▶ _Page text_:
UMass Amherst Researcher Explores Barriers to Medical Treatment of Opioid-use Disorder
AMHERST — In an effort to find ways to improve long-term outcomes for people with opioid-use disorder, UMass Amherst epidemiology researcher Elizabeth Evans set out to study the obstacles to treating this chronic condition with an effective medication, buprenorphine-naloxone.
“Very few people with opioid use disorder ever get treatment for it — 10% or less,” said Evans, assistant professor in the School of Public Health and Health Sciences. “Of those who do, few remain in treatment long enough to really benefit from it.”
In a newly published paper in the Journal of Substance Abuse Treatment, lead author Evans, along with researchers at UCLA and the Veterans Affairs Puget Sound Health Care System in Seattle, identify factors that inhibit the long-term use of buprenorphine, which was approved in 2002 by the FDA to treat opioid-use disorder.
“Patients and families still have that expectation that short-term treatment is what they should get and want,” Evans says. “But they need to have more realistic expectations and understand that long-term treatment is often necessary.”
In one of the few studies looking at a two-year period of buprenorphine treatment, the researchers analyzed data from a long-term, follow-up study of participants in a multi-site, randomized clinical trial, called START (Starting Treatment with Agonist Replacement Therapy), which was funded by the National Institute on Drug Abuse. Evans directed the study while doing research at the UCLA Semel Institute for Neuroscience and Human Behavior.

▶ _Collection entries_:
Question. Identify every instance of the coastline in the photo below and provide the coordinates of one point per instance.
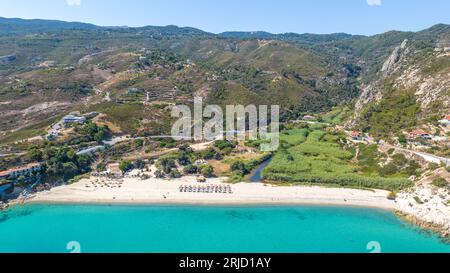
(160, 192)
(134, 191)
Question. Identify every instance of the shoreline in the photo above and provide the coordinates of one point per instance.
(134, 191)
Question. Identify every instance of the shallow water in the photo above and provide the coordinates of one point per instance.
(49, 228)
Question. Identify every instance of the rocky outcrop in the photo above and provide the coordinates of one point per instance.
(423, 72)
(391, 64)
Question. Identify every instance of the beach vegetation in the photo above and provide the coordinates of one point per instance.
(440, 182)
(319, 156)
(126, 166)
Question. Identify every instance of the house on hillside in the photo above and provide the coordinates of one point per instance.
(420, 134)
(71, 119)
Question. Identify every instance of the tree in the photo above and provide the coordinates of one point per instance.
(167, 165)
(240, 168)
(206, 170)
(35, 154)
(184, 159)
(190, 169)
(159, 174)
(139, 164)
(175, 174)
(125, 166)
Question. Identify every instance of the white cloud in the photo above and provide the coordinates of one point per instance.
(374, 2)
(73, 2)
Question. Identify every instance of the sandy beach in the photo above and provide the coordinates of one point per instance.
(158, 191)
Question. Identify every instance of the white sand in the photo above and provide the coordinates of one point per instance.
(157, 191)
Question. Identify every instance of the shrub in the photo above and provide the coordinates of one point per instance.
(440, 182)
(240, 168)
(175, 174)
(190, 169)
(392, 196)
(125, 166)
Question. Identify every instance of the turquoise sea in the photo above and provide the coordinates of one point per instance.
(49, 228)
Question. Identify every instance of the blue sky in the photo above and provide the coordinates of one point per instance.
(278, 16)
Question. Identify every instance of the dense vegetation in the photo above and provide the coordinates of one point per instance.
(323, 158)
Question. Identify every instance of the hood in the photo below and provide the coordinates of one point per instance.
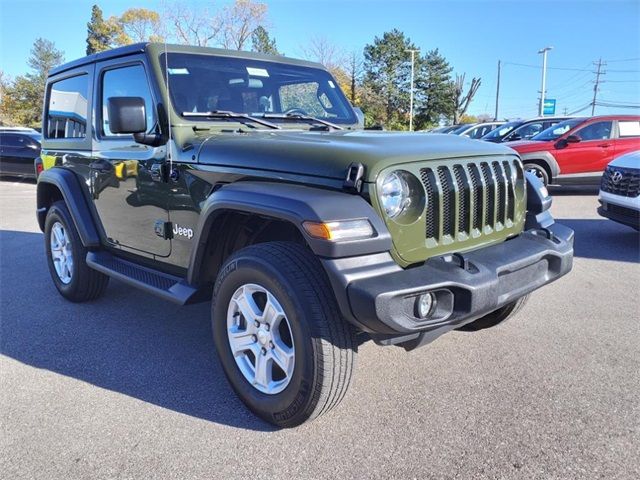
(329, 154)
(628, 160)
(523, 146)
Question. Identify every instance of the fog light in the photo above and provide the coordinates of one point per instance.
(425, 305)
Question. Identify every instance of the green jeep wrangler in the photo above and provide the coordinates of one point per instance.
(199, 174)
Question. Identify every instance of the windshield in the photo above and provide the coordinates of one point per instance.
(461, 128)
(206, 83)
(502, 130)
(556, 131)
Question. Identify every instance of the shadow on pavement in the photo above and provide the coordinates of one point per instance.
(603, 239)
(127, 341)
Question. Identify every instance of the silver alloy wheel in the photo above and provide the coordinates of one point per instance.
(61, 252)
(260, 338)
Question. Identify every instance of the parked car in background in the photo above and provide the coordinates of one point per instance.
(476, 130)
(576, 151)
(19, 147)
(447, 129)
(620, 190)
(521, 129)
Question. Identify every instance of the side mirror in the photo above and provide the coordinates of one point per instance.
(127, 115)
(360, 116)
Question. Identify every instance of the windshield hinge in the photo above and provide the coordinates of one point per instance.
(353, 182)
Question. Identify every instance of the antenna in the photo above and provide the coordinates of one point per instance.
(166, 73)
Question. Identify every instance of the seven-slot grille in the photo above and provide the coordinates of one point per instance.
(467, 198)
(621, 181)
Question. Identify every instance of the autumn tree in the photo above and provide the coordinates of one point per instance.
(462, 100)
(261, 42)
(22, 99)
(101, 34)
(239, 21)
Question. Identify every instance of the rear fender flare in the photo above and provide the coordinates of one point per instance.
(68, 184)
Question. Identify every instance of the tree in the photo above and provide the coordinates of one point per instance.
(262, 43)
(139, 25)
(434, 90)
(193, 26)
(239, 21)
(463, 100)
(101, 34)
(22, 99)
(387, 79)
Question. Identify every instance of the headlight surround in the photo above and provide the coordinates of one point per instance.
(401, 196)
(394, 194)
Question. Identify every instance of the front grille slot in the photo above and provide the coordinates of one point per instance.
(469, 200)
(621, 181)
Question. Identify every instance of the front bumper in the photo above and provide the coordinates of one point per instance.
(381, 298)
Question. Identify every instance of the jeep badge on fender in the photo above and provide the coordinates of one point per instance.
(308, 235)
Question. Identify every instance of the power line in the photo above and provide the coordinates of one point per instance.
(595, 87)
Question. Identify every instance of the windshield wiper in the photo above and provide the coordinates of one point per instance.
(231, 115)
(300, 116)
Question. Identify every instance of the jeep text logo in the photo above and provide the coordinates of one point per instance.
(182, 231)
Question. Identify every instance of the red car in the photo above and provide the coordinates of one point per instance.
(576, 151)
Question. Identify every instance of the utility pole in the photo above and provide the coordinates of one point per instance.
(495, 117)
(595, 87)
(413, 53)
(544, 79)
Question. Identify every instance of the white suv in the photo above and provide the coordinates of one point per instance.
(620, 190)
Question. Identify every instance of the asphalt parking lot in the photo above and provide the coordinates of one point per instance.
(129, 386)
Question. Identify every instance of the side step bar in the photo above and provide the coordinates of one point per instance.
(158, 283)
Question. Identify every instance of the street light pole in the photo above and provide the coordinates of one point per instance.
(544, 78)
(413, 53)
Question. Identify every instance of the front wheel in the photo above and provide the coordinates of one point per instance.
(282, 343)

...

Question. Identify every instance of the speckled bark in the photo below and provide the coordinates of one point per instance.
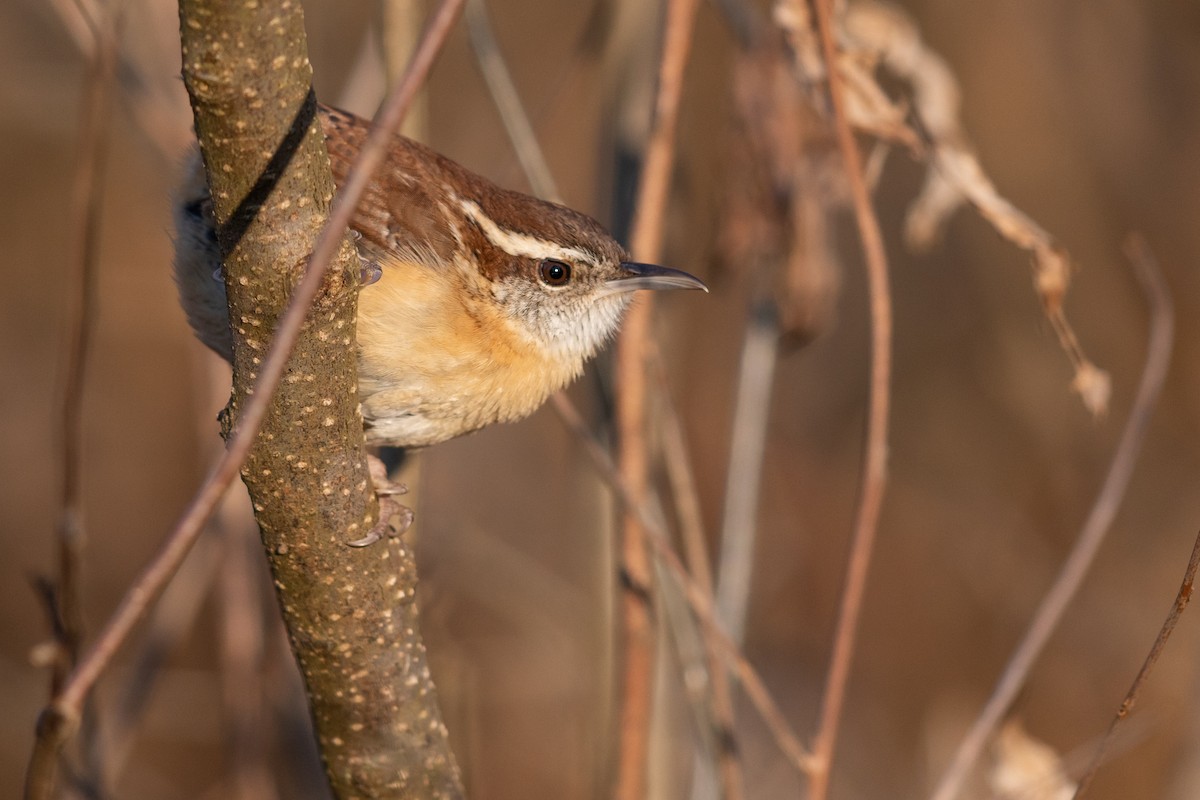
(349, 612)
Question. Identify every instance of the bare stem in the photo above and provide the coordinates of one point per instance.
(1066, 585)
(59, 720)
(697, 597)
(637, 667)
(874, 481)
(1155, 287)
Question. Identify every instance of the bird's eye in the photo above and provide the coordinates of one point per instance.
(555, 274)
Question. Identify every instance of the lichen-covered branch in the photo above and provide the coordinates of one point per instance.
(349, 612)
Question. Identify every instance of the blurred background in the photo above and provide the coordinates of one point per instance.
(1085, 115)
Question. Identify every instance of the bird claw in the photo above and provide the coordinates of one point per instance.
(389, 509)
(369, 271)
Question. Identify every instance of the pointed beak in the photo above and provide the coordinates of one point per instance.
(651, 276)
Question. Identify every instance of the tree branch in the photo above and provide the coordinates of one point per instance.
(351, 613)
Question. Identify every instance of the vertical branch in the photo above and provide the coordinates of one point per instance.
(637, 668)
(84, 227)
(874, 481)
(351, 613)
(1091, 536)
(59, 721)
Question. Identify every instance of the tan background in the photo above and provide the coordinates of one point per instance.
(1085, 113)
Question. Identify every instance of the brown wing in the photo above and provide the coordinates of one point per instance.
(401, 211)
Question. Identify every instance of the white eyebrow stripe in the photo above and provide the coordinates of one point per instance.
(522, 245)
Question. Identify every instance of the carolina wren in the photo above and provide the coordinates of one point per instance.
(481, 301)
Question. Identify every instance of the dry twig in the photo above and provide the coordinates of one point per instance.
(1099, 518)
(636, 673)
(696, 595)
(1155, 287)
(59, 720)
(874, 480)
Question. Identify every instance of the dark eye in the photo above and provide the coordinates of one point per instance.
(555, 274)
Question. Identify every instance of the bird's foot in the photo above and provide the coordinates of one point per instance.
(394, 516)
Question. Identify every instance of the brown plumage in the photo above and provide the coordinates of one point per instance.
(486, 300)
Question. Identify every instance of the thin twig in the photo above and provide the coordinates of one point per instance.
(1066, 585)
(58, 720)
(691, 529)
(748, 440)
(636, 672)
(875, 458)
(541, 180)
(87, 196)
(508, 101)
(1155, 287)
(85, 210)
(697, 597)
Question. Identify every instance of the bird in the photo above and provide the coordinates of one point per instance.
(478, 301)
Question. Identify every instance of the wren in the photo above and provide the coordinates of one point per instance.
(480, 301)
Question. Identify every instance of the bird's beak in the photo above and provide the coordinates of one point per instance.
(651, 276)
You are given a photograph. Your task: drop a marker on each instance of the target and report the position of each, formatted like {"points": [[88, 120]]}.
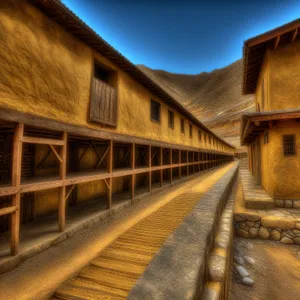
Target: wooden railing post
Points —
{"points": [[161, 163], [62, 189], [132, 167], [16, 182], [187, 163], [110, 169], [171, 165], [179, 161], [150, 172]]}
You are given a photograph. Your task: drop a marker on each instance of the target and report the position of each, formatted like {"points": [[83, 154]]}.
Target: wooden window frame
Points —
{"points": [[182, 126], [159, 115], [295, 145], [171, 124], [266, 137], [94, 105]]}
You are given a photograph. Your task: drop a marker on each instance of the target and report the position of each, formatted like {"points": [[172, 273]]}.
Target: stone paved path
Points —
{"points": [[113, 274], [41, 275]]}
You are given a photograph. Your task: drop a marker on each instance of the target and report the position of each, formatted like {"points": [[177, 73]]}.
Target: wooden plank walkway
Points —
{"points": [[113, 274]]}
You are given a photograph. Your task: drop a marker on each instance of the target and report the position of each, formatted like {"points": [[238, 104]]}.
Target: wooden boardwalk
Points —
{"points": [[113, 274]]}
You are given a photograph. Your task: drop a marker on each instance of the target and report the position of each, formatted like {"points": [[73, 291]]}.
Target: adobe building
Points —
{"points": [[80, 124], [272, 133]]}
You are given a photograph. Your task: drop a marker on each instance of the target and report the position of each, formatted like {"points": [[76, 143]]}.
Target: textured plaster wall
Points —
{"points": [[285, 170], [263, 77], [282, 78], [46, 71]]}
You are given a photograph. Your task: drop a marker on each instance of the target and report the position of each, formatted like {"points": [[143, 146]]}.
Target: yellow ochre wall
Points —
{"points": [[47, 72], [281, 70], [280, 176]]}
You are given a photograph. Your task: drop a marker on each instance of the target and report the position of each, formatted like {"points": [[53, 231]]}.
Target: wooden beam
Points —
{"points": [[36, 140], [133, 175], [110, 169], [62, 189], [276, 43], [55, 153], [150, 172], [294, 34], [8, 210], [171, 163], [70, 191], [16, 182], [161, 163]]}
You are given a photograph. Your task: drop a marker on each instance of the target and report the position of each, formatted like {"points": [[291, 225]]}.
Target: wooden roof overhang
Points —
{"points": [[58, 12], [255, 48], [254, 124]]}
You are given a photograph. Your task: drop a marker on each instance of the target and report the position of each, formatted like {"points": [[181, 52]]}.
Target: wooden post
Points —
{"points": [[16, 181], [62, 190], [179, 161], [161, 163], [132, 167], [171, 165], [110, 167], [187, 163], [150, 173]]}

---

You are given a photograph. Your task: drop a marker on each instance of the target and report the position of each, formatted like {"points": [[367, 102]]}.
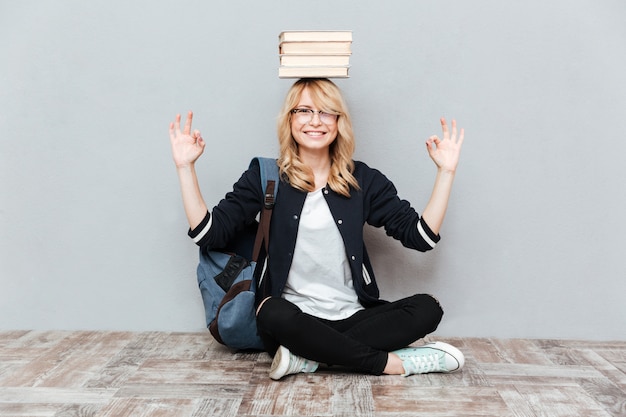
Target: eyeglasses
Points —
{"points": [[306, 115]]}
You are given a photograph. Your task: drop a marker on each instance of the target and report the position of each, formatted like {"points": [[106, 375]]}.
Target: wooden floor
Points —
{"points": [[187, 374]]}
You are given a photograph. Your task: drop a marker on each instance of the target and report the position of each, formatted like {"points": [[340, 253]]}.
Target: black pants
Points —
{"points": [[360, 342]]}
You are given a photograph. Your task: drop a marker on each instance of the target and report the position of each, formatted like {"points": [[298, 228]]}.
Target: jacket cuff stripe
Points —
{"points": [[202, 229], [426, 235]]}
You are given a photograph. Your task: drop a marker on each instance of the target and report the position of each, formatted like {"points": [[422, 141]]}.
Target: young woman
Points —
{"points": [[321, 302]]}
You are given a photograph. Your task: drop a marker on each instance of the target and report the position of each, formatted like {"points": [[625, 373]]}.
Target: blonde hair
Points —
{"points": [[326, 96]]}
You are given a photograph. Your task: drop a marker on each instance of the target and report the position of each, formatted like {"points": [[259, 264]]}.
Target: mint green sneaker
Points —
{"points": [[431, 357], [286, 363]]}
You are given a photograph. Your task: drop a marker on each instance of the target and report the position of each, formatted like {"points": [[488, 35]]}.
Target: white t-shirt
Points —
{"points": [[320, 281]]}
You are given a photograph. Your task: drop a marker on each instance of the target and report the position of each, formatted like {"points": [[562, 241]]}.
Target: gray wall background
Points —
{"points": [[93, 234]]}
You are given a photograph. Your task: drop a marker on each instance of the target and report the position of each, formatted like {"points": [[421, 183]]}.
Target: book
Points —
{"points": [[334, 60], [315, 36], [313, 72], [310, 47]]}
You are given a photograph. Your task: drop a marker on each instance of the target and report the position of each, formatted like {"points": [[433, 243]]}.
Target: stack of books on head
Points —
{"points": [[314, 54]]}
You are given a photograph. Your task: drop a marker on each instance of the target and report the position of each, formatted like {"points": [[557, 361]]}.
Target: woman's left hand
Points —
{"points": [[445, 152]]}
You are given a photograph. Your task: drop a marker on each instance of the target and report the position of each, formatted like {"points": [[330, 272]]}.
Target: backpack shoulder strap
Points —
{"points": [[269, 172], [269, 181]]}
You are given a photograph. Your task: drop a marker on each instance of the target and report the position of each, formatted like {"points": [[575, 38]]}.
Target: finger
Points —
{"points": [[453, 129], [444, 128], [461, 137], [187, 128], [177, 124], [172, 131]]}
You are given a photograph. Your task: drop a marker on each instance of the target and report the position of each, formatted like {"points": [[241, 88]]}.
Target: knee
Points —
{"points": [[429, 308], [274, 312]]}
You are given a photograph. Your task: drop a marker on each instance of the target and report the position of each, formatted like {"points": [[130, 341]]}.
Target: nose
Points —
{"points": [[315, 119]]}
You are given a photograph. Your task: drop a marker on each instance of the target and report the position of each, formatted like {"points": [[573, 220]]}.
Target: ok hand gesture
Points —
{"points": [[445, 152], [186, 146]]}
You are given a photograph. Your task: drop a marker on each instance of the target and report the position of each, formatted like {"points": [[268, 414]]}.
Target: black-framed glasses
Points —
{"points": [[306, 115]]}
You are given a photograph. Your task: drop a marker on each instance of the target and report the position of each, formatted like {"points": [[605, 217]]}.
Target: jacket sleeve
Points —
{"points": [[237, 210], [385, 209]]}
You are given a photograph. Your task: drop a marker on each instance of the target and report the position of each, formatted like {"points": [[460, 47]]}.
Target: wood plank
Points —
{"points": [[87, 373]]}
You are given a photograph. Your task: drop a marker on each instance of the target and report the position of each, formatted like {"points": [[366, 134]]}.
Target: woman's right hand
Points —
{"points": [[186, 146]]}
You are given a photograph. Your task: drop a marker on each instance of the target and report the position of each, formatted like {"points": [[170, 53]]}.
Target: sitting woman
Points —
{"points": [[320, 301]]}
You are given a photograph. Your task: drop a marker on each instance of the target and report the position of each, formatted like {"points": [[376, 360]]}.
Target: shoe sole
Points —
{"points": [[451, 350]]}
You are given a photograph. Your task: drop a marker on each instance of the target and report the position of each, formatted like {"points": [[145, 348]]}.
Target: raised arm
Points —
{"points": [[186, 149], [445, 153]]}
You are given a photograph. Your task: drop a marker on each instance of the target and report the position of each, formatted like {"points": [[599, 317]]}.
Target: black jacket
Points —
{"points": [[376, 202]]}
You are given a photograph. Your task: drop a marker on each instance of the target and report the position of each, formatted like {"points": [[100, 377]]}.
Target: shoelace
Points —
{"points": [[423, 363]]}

▶ _What you need to do_:
A) According to the opioid treatment article, in what year did the FDA approve buprenorphine to treat opioid-use disorder?
B) Resume the article on barriers to opioid-use disorder treatment, starting after its last sentence.

▶ _Outputs for the tasks_:
A) 2002

B)
Conducted from 2011 to 2014, the study included long-term, follow-up interviews with a cohort of 1,269 adults with opioid-use disorder in five states who had participated in a clinical trial comparing the effects of buprenorphine and methadone on liver health. Between 9.3% and 11.2% of study participants used buprenorphine treatment over the two-year follow-up period that Evans and colleagues studied. A key finding was that individuals who perceived buprenorphine to be unacceptable were least likely to use the medication during follow-up, regardless of the perceived access to the medication.
“This points to the need to address people’s experiences and perceptions of the medication — why they never tried it and, if they did, why they stopped taking the medication,” Evans said. “Increasing access is important, but we need to address why people find that medication to be unacceptable.”